EXERCISE DETAILS — Print the whole listing, unchanged.

PROVIDED RECORDS —
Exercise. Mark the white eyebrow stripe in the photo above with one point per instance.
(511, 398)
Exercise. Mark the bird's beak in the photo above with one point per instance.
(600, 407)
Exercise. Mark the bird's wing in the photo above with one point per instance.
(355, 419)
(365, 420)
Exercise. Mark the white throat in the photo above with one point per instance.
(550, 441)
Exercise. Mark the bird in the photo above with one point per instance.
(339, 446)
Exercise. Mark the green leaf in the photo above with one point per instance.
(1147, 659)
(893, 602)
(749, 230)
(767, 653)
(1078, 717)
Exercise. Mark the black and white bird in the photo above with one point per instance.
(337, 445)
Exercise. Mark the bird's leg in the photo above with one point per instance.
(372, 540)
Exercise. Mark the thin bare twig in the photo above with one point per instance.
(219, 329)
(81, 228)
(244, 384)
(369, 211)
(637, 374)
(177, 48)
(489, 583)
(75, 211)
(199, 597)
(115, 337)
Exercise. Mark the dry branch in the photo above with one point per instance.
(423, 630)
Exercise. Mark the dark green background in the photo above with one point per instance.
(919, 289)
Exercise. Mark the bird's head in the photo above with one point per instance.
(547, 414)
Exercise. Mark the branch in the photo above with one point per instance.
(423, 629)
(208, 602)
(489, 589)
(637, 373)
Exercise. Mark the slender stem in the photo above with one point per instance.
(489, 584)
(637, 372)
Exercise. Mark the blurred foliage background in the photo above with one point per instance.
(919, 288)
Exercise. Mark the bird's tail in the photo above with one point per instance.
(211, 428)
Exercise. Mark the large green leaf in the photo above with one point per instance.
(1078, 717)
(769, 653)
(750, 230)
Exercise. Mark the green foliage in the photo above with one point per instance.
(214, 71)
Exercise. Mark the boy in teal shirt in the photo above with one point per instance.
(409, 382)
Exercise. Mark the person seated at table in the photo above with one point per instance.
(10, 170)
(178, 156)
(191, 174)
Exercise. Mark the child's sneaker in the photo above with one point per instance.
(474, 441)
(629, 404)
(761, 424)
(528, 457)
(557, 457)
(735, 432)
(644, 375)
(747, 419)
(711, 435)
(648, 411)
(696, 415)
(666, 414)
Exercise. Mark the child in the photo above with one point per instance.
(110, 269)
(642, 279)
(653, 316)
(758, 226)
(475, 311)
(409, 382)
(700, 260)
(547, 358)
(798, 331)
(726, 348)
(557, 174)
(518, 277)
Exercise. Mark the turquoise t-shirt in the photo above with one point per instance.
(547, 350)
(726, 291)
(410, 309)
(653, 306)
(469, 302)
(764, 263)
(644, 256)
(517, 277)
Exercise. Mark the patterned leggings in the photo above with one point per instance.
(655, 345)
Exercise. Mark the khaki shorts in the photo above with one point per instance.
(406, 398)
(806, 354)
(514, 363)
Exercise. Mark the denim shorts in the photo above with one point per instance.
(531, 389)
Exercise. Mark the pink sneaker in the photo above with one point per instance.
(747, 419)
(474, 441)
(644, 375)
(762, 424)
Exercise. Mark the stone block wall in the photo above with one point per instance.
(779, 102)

TASK ANSWER —
Exercise. Mark the white eyebrow stripe in the photo above with one point per instance.
(511, 398)
Exercise. Mark the bird's beak in the photo above with one point per instance.
(600, 407)
Exercise. Mark the bird's wing in the photo above with one point per instance.
(355, 419)
(365, 420)
Exercise. Mark the white throat in the photo above with one point per instance.
(550, 441)
Exercise. Mark the bird in the photo above with one point per instance.
(339, 446)
Exercise. Mark the green leaf in the photo above with one point per instance.
(1147, 659)
(893, 602)
(749, 230)
(767, 653)
(1078, 717)
Exercise. Mark the black and white bird in the photo above with one point per instance.
(337, 445)
Exercise. Mark the bird's leg in the photo above with one point per instance.
(372, 540)
Exercise. Mark the thin bare twig in the photo above with one point per instance.
(219, 329)
(81, 228)
(244, 384)
(369, 211)
(637, 374)
(177, 48)
(489, 583)
(75, 211)
(199, 597)
(115, 337)
Exercise. Mark the dry branch in the photo above with one point per instance.
(423, 630)
Exercise. Mark the dark green background in the photo above with one point per instance.
(919, 289)
Exercise. Mark the bird's head in the photo above with one point per instance.
(547, 414)
Exercise. Mark the branch in the photo above with one point per instance.
(423, 629)
(208, 602)
(489, 589)
(637, 373)
Exercise. Mark the slender stem in the photo above with one point per instance.
(489, 584)
(637, 372)
Exercise. Mark the blurred foliage background in the photo above with one point per instance.
(919, 288)
Exercise. Mark the bird's tail in the photo above with one point per instance.
(211, 428)
Exercise. Mark the large green leaf in the photo above with one point per instance.
(1078, 717)
(769, 653)
(750, 230)
Exercise. Mark the green foliage in the photo above with one point per instance.
(214, 71)
Exercise. Mark the boy in teal shirt in the photo above with one point per instance.
(409, 382)
Exercise. Mark the person seated at table in the photo above with one point per instance.
(10, 170)
(178, 156)
(191, 174)
Exercise. Mark the child's sneaker in the photo above with one point per instance.
(474, 441)
(629, 404)
(761, 424)
(528, 457)
(557, 457)
(735, 432)
(644, 375)
(747, 419)
(711, 435)
(648, 411)
(696, 415)
(666, 414)
Exercise. Mark the child in the photo above with one point per instance.
(110, 269)
(642, 279)
(653, 316)
(758, 226)
(475, 311)
(409, 382)
(700, 260)
(547, 358)
(798, 331)
(726, 348)
(557, 174)
(518, 277)
Exercise. Mark the turquoise t-shirt in the photo above with one point per instance.
(547, 350)
(726, 291)
(410, 309)
(653, 306)
(469, 302)
(764, 263)
(644, 256)
(517, 277)
Exercise. Mark the patterned leggings in the photo above with one point per instance.
(655, 345)
Exercise. Mark the khaki shorts in the photo above with one point per instance.
(406, 398)
(806, 354)
(514, 363)
Exercise. Mark the denim shorts in the photo above with one point per instance.
(531, 389)
Exercise. Mark the pink sneaker in the photo above with one point per instance.
(747, 419)
(474, 441)
(644, 375)
(762, 424)
Exercise. Mark the stone block wall in the photo above with one point per instance.
(779, 102)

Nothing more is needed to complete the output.